(WHAT IS ASKED) Reproduce every entry exactly.

(RECORD EXTRACTS)

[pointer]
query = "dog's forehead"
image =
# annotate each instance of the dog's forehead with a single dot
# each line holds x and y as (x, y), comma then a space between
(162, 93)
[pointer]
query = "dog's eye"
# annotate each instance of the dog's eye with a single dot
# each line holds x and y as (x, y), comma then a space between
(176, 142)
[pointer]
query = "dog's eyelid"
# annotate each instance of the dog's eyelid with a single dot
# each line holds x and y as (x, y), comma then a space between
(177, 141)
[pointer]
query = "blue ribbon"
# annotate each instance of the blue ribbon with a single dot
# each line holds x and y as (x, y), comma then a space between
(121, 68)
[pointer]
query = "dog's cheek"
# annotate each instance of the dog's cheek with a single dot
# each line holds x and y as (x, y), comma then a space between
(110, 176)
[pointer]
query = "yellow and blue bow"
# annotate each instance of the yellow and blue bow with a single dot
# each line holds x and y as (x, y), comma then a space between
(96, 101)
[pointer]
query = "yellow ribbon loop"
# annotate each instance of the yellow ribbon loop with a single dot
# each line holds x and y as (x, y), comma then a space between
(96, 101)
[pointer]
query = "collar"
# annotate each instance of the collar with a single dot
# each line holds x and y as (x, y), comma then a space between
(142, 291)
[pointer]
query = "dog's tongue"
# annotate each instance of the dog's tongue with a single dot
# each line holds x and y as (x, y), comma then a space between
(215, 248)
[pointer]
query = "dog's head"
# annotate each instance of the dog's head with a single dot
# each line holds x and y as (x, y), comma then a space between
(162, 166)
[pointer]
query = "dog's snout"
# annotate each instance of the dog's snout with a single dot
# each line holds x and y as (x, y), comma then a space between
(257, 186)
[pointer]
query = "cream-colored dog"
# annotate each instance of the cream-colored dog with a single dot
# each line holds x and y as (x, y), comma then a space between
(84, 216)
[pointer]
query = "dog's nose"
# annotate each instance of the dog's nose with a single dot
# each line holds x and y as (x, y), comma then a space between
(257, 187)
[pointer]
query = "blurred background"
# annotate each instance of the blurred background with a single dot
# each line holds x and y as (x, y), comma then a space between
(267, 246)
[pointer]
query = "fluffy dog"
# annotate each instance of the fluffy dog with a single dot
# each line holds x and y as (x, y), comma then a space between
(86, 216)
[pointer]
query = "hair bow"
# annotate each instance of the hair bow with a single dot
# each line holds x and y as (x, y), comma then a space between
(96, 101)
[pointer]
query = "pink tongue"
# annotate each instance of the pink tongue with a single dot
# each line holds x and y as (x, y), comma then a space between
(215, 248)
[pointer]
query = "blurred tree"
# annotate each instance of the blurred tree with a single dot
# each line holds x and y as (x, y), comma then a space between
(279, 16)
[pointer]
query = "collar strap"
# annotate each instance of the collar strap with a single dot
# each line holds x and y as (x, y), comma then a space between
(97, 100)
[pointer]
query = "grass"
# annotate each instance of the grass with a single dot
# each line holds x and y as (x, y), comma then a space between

(TASK RESPONSE)
[pointer]
query = "dog's forehead"
image =
# annotate each instance of the dog's forehead with a single dot
# each line holds x and y as (x, y), comma then a space between
(162, 93)
[pointer]
query = "dog's eye"
# annotate each instance of the dog's eye with a single dot
# each line holds x and y as (x, y), comma then a space between
(176, 142)
[pointer]
query = "dog's eyelid"
# annotate each instance of the dog's eyelid with a single dot
# each line holds x and y as (x, y), comma then a space between
(177, 141)
[pointer]
query = "blue ribbon"
# annotate each instance of the blue ribbon with a single dot
# each line holds x and y as (x, y), comma then a space between
(121, 68)
[pointer]
query = "dog's cheek"
# annotate each instance of the dog's cheek with a single dot
# each line holds x and y as (x, y), comma then a space between
(110, 176)
[pointer]
query = "yellow and blue bow"
# annotate each instance of the yellow and blue bow with a single dot
# each line holds x and y as (x, y), comma then a space between
(96, 101)
[pointer]
query = "yellow ribbon loop"
# annotate each instance of the yellow ribbon loop with a single dot
# each line holds x and y as (x, y), comma then a space between
(96, 101)
[pointer]
query = "collar"
# annotate each instance of the collar with a single dot
# each line holds x and y as (x, y), comma then a space between
(142, 291)
[pointer]
query = "dog's tongue"
# annotate each instance of the dog's tongue with a single dot
# each line holds x and y as (x, y), comma then a space between
(215, 248)
[pointer]
query = "dog's head"
# annotate each instance of the dog's head with a single dot
# each line holds x and y as (x, y), comma then a space between
(162, 166)
[pointer]
query = "dog's snout"
# annotate each instance of the dog's snout with a single dot
# each line holds x and y as (x, y), comma then a space between
(257, 186)
[pointer]
query = "cream-colored dog"
# annotate each instance of the cream-colored dog with a single dot
# each line holds x and y as (x, y), comma then a space between
(84, 216)
[pointer]
query = "dog's nose"
# annotate each instance of the dog's nose with a single dot
# each line holds x and y as (x, y), comma then a space between
(257, 187)
[pointer]
query = "blurred background"
# annotate each instance of the blurred background with a single dot
# each line holds x and y as (x, y), comma then a space between
(267, 246)
[pointer]
query = "fluffy dog"
# annotate each instance of the fluffy dog with a single dot
# each line holds x and y as (x, y), comma then a space between
(86, 216)
[pointer]
query = "hair bow"
# annotate each instance of the hair bow with a single dot
# each line holds x and y as (x, y), comma then a space between
(96, 101)
[pointer]
query = "pink tongue"
# annotate each instance of the pink tongue with a single dot
# each line holds x and y as (x, y), comma then a space between
(215, 248)
[pointer]
query = "blurred tree"
# annotate each instance of the blurred tree with a single dot
# each line holds x and y as (x, y), comma then a space between
(279, 16)
[pointer]
query = "collar strap"
# annotate each instance of the collar strap with a single dot
# each line holds x and y as (x, y), comma then a space between
(97, 100)
[pointer]
query = "grass"
# annotate each instance of the grass with a single dot
# each line holds x and y as (x, y), comma then a space between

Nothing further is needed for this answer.